Quoted passage:
——————

I wish all judgements could so clear.
The relevant factors in this case were as follows:
1. The Defendants’ Board of Directors in their resolution terminating the Plaintiff ( who was the Executive Director ) said the termination was without cause.
2. The termination letter said it was without cause.
3. They paid him his minimum entitlement under the ESA which would not be payable if the was terminated was for just cause.
4. They never alleged any misconduct.
But here is the real backstory.
* A bunch of employees filed a harassment complaint against the Plaintiff .
* The Defendant hired an indépendant investigator to conduct a harassment investigation.
*The investigator did its job, interviewed the relevant parties and issued an interim report which said that the Plaintiff did not harass anyone.
* Having knowledge of this report, but apparently not relying on the report, the Board then made the decision to terminate and not allege cause .
* When the final report came out ( after the termination ) it confirmed the investigator’s conclusion that no harassment had occurred.
*The Defendant offered no evidence about why they decided to terminate the employment of the Plaintiff.
* The Defendant did not acquire any new information after the dismissal that they didn’t already have before the dismissal .
* In other words, they just thought they could change their mind, like changing your clothes.
* One of the the Board members was a lawyer but he stated that he did not know employment law. He advised the Board to hire an employment lawyer before the termination. The Board did eventually hire an employment lawyer( who presumably told them they did have just cause) but only after the actual termination.
My Comments:
This reminds me of when I practised as an advocate. Every single time one of my plaintiff clients was under investigation for alleged harassment , the result was always a dismissal. If the investigation found that the plaintiff was at fault the employer alleged just cause. If the finding of the investigator was no harassment the employer would say that they lost confidence in the employee and they would terminate without just cause.

——————

Stored data:

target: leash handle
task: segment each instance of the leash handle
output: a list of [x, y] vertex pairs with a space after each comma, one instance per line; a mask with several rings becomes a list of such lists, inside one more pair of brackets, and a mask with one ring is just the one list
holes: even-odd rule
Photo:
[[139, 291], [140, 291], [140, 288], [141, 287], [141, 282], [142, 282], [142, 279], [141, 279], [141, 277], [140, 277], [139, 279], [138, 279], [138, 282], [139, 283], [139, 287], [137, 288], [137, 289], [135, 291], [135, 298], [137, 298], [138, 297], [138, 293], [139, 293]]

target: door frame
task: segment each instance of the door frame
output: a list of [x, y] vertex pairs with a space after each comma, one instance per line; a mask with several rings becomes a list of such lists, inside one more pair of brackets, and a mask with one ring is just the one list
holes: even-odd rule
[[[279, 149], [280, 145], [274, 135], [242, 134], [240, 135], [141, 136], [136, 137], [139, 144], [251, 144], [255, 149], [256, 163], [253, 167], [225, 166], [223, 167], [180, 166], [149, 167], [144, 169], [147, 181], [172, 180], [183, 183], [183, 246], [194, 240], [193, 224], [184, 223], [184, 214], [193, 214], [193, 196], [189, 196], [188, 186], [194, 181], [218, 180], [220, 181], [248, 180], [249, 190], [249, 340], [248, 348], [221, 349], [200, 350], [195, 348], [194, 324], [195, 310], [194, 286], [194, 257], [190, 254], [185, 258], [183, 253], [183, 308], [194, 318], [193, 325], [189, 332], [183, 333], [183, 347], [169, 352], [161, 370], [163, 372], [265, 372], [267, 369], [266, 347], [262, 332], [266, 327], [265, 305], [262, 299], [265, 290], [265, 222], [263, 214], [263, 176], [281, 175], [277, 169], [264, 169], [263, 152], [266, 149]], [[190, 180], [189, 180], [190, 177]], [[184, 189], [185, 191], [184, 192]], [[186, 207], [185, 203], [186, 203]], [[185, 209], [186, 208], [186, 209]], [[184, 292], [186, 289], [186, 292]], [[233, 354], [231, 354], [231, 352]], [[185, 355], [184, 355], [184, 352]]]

——————

Task A:
In the case commentary, what did the investigator's interim report say about the Plaintiff?
Task B:
Quote the case commentary between "4. They never" and "a harassment investigation.", inclusive.

Task output A:
It said the Plaintiff did not harass anyone.

Task output B:
4. They never alleged any misconduct.
But here is the real backstory.
* A bunch of employees filed a harassment complaint against the Plaintiff .
* The Defendant hired an indépendant investigator to conduct a harassment investigation.